» INPUT ROWS:
____________

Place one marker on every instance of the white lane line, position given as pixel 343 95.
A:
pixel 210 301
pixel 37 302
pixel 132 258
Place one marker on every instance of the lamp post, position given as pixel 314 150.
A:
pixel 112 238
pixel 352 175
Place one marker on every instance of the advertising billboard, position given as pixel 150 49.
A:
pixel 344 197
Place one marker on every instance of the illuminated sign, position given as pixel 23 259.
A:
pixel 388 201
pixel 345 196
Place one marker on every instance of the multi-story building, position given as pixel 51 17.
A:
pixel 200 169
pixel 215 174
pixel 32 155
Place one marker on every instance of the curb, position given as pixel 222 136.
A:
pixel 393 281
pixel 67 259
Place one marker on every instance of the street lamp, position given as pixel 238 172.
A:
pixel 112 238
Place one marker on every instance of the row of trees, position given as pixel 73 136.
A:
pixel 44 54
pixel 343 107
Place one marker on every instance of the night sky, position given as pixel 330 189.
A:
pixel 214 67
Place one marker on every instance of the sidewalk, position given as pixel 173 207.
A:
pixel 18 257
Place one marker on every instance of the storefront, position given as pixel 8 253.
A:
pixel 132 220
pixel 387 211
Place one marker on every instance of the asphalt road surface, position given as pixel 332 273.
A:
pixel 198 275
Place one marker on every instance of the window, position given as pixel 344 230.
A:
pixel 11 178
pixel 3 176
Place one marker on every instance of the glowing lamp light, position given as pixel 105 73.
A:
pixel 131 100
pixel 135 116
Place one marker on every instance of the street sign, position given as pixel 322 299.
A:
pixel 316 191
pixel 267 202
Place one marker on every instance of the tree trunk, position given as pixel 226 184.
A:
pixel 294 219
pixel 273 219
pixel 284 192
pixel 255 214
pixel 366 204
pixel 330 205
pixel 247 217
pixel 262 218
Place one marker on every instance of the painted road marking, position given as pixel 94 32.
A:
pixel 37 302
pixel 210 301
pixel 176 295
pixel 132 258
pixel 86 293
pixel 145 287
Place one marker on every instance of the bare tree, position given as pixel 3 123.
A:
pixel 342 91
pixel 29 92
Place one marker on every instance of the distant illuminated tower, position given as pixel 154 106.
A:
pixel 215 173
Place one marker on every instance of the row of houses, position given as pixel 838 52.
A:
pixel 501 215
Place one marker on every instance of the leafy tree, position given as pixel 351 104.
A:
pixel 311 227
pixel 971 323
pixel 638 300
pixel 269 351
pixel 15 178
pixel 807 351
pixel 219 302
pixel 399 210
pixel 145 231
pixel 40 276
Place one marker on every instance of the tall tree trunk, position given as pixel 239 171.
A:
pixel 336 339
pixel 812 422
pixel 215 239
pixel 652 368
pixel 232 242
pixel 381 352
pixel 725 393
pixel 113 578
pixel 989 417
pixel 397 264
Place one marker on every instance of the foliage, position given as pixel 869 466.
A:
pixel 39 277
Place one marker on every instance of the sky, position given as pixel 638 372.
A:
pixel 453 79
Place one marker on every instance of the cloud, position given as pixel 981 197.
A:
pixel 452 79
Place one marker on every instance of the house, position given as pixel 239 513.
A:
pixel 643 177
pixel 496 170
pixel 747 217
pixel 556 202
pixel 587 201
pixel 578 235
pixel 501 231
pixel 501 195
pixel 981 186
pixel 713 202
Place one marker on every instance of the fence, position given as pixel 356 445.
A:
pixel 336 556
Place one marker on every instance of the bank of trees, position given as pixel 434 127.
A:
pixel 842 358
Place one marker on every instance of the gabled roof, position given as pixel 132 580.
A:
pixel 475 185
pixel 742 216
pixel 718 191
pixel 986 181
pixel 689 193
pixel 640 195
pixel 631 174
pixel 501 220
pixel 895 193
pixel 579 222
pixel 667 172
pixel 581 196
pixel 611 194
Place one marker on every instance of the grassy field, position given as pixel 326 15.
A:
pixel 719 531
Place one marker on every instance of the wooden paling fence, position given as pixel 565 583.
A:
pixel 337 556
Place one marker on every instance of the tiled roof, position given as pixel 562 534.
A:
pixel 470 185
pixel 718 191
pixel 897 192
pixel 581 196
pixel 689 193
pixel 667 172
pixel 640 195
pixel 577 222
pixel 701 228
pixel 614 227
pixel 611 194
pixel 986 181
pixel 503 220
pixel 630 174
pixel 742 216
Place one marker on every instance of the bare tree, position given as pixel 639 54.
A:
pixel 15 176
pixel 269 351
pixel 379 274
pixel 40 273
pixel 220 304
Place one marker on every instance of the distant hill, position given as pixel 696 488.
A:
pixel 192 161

____________

» STATED PROBLEM: Render every line of the entries above as a JSON list of strings, one string per line, and omit any blank lines.

» RESULT BELOW:
[
  "Place one marker on every instance of the white lane line, position given as pixel 343 95.",
  "A:",
  "pixel 210 301",
  "pixel 37 302",
  "pixel 132 258",
  "Place one marker on every instance of the lamp post, position given as pixel 314 150.",
  "A:",
  "pixel 112 238",
  "pixel 352 175",
  "Place one marker on every instance of the advertising billboard, position given as pixel 150 49.",
  "A:",
  "pixel 344 197",
  "Place one marker on every instance of the illuminated sign, position given as pixel 23 259.",
  "A:",
  "pixel 388 201",
  "pixel 345 196",
  "Place one marker on every instance of the multi-story building, position given as pixel 51 17.",
  "A:",
  "pixel 200 169",
  "pixel 215 174",
  "pixel 32 155",
  "Place one marker on every instance of the curb, position given as pixel 222 136.",
  "A:",
  "pixel 393 281",
  "pixel 67 259",
  "Place one marker on every instance of the street lamp, position given as pixel 238 172.",
  "A:",
  "pixel 112 238",
  "Place one marker on every instance of the row of trees, position given as pixel 73 136.",
  "A:",
  "pixel 44 54",
  "pixel 343 107",
  "Place one marker on every instance of the night sky, position given as pixel 330 189.",
  "A:",
  "pixel 214 67",
  "Place one marker on every instance of the sidewalk, position given as pixel 173 207.",
  "A:",
  "pixel 18 257",
  "Place one marker on every instance of the storefront, position given as pixel 8 253.",
  "A:",
  "pixel 132 220",
  "pixel 387 211",
  "Place one marker on every instance of the asphalt road surface, position given as pixel 332 273.",
  "A:",
  "pixel 198 275",
  "Place one marker on every instance of the window, position given as pixel 344 230.",
  "A:",
  "pixel 11 178",
  "pixel 3 176",
  "Place one marker on every instance of the glowing lamp light, position given as pixel 105 73.",
  "A:",
  "pixel 131 100",
  "pixel 135 116",
  "Place one marker on every instance of the street sign, position given as pixel 322 299.",
  "A:",
  "pixel 316 191",
  "pixel 267 202",
  "Place one marker on every instance of the tree trunk, position given as pixel 226 184.",
  "A:",
  "pixel 294 219",
  "pixel 273 219",
  "pixel 284 192",
  "pixel 255 214",
  "pixel 366 204",
  "pixel 330 205",
  "pixel 247 217",
  "pixel 262 218",
  "Place one marker on every instance of the painted road marking, position given as pixel 94 32.",
  "A:",
  "pixel 37 302",
  "pixel 210 301",
  "pixel 176 295",
  "pixel 132 258",
  "pixel 86 293",
  "pixel 145 287",
  "Place one marker on every instance of the bare tree, position given as pixel 3 123.",
  "A:",
  "pixel 342 91",
  "pixel 29 92",
  "Place one marker on every instance of the distant illuminated tower, position given as pixel 154 106.",
  "A:",
  "pixel 215 173",
  "Place one marker on every instance of the row of houses, position given as pixel 838 52.",
  "A:",
  "pixel 501 215",
  "Place one marker on every instance of the leafy tree, position given as pixel 351 104.",
  "A:",
  "pixel 311 227",
  "pixel 971 323",
  "pixel 638 300",
  "pixel 269 351",
  "pixel 15 178",
  "pixel 807 351",
  "pixel 219 302",
  "pixel 399 210",
  "pixel 145 231",
  "pixel 40 276",
  "Place one marker on every instance of the tall tree trunk, position given as pixel 239 171.",
  "A:",
  "pixel 336 339",
  "pixel 812 422",
  "pixel 215 239",
  "pixel 652 368",
  "pixel 232 242",
  "pixel 381 352",
  "pixel 725 393",
  "pixel 113 578",
  "pixel 989 417",
  "pixel 397 264",
  "Place one marker on every instance of the foliage, position given as pixel 869 466.",
  "A:",
  "pixel 39 277",
  "Place one marker on every instance of the sky, position given as pixel 638 372.",
  "A:",
  "pixel 453 79",
  "Place one marker on every instance of the cloud, position given as pixel 981 197.",
  "A:",
  "pixel 452 79",
  "Place one marker on every instance of the house, position given as pixel 239 513.",
  "A:",
  "pixel 643 177",
  "pixel 496 170",
  "pixel 747 217",
  "pixel 556 202",
  "pixel 587 201",
  "pixel 578 235",
  "pixel 501 231",
  "pixel 501 195",
  "pixel 981 186",
  "pixel 713 202",
  "Place one marker on every instance of the fence, position given as pixel 356 445.",
  "A:",
  "pixel 336 556",
  "Place one marker on every instance of the bank of trees, position given as pixel 434 127.",
  "A:",
  "pixel 842 358",
  "Place one marker on every instance of the gabled roof, position given as pixel 132 580.",
  "A:",
  "pixel 475 185",
  "pixel 742 216",
  "pixel 718 191",
  "pixel 986 181",
  "pixel 689 193",
  "pixel 640 195",
  "pixel 631 174",
  "pixel 501 220",
  "pixel 895 193",
  "pixel 579 222",
  "pixel 667 172",
  "pixel 581 196",
  "pixel 611 194",
  "Place one marker on every instance of the grassy field, position given as pixel 326 15.",
  "A:",
  "pixel 719 531",
  "Place one marker on every instance of the wooden paling fence, position given as pixel 565 583.",
  "A:",
  "pixel 337 556",
  "Place one marker on every instance of the tiled roof, position given as pixel 562 534.",
  "A:",
  "pixel 470 185",
  "pixel 718 191",
  "pixel 897 192",
  "pixel 581 196",
  "pixel 689 193",
  "pixel 667 172",
  "pixel 640 195",
  "pixel 577 222",
  "pixel 701 228",
  "pixel 614 227",
  "pixel 611 194",
  "pixel 986 181",
  "pixel 503 220",
  "pixel 630 174",
  "pixel 742 216",
  "Place one marker on every instance of the bare tree, position given as pixel 639 54.",
  "A:",
  "pixel 15 176",
  "pixel 269 351",
  "pixel 379 274",
  "pixel 40 273",
  "pixel 220 304",
  "Place one marker on every instance of the distant hill, position given as pixel 696 488.",
  "A:",
  "pixel 192 161"
]